━━ İncelenen Metin ━━
Düğmeyi Yanlış İliklemek | İbrahim Uysal
Evrende var olan her şey değişiyor ve dönüşüyor.
Filozof Herakleitos (MÖ 535? – 475), bundan yaklaşık 2.500 yıl önce, değişim ve dönüşümü şu sözü ile açıklıyordu:
“Aynı nehirde iki defa yıkanılmaz.”
Biraz daha gerilere, bundan On bir bin yıl öncesine (MÖ. 9 Y.Y) kadar gider isek; bu kere de Antalya ve Muğla sınırları arasında yer alan iki tepe üzerine kurulmuş, Antalya-Kaş-Kınık da bulunan, UNESCO Dünya Mirası Listesinde de yer alan Xanthos (Xsentius) Antik Kenti taş duvarlarında şu sözler yazılıdır.
“Gürültü ve patırtının ortasında sükunetle dolaş; sessizliğin içinde huzur bulunduğunu unutma. Başka türlü davranmak gerekmedikçe herkesle dost olmaya çalış. Sana bir kötülük yapıldığında, yapabileceğin en iyi karşılık unutmak olsun. Bağışla, unut. Ama kimseye teslim olma. İçten ol; telaşsız; kısa ve açık seçik konuş. Başkalarına da kulak ver. Aptal ve cahil oldukları zaman bile dinle onları; çünkü dünyada herkesin bir öyküsü vardır.”
Ne güzel sözler; zamanı, mekanı ve kişisi yok. Herkes, ama herkesin sözü, düşüncesi ve tavrı olmalı diye düşünürüm.
Ama öyle bir dünyada yaşar olduk ki doğrudur, “her şey değişiyor” ama hiç günahımız ve dahlimiz olmadığı halde bizi de değiştiriyor ve dönüştürüyor.
Bazen, “keşke hiç modernleşmesek mi idik” demekten de kendimi alamıyorum.
Ömer Hayyam, dizelerinde sitemini böyle savuruyordu:
“Her sabah yeni bir gün doğarken,/ Bir gün de eksilir ömürden;/ Her şafak bir hırsız gibidir/ Elinde bir fenerle gelen.”
Evren, Dünya, Ülke, İnsanlar, değerler ve değer yargıları da o kadar çok çabuk değişiyor ki, bazen neyin ne olduğunu bile anlayamaz olup, karıştırırken, Cemal Süreya da bir başka sitemi fırlatıyordu suratımıza.
“Dalgınım;/ Dalıp dalıp gidiyorum bu ara,/ Neyi nereye/ koyduğumu unutuyorum./ Dargınım;/ Kırıla döküle gidiyorum bu ara,/ İnsanlar o kadar acımasız ki;/ Kimi nereye koyduysam bulamıyorum…”
Öyle bir çağda, dönemde yaşıyoruz ki bazen “keşke bu çağda yaşamasaydım” mı? diye de düşünmediğim yok değil hani.
━━━
**İstenen İşlem A**. İncelenen metne göre Herakleitos değişim ve dönüşümü hangi sözle açıklıyordu?
**İstenen İşlem B**. İncelenen metnin “Ne güzel sözler;” ifadesini içeren sözcüklerle açılıp “değiştiriyor ve dönüştürüyor.” ile kapanan bölümünü, “güzel” yerine “anlamlı” koyarak yeniden yazın.
**İstenen İşlem C**. İncelenen metindeki “Evrende var olan her şey değişiyor ve dönüşüyor.” cümlesini İngilizceye çevirin.
Bu materyalin buradaki işle hiçbir ilgisi yoktur.
━━ Verilen Bilgiler ━━
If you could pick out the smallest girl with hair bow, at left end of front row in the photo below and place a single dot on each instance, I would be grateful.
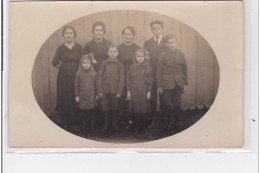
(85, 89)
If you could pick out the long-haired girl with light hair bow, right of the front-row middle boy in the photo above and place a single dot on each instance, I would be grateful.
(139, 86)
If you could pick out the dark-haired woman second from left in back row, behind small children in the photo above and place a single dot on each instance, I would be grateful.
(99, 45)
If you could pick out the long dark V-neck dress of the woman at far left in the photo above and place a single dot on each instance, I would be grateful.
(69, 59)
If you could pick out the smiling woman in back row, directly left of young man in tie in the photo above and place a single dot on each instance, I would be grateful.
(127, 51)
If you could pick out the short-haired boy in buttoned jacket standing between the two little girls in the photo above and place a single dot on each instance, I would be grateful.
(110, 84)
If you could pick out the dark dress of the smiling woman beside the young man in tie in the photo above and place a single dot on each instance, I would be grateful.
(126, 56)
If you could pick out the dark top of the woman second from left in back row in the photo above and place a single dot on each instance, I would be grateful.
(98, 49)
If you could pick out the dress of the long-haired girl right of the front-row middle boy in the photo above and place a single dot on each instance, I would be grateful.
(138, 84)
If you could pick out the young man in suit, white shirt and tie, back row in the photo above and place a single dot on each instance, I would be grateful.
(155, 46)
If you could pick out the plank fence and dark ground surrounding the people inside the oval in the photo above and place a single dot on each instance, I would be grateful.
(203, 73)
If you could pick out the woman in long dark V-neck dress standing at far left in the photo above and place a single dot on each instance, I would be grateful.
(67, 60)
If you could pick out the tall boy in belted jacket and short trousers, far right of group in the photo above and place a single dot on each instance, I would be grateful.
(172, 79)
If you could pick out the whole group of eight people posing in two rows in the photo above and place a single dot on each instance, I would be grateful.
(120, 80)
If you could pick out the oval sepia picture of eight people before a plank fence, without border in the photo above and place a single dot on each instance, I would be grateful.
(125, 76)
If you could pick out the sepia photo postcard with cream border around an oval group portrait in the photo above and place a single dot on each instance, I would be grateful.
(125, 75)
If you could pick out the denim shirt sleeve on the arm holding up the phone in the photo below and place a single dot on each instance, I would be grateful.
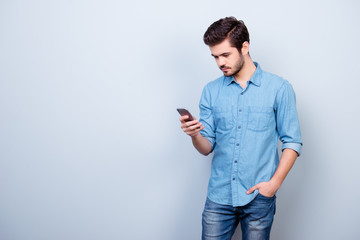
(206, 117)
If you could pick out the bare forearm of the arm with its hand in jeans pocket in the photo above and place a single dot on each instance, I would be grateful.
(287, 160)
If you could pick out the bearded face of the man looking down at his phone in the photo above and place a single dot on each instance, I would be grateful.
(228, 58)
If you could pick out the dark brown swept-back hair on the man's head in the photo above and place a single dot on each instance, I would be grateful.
━━━
**Yanıt Alanı A**. “Aynı nehirde iki defa yıkanılmaz.”

**Yanıt Alanı B**.
Ne anlamlı sözler; zamanı, mekanı ve kişisi yok. Herkes, ama herkesin sözü, düşüncesi ve tavrı olmalı diye düşünürüm.
Ama öyle bir dünyada yaşar olduk ki doğrudur, “her şey değişiyor” ama hiç günahımız ve dahlimiz olmadığı halde bizi de değiştiriyor ve dönüştürüyor.

**Yanıt Alanı C**. Everything that exists in the universe is changing and transforming.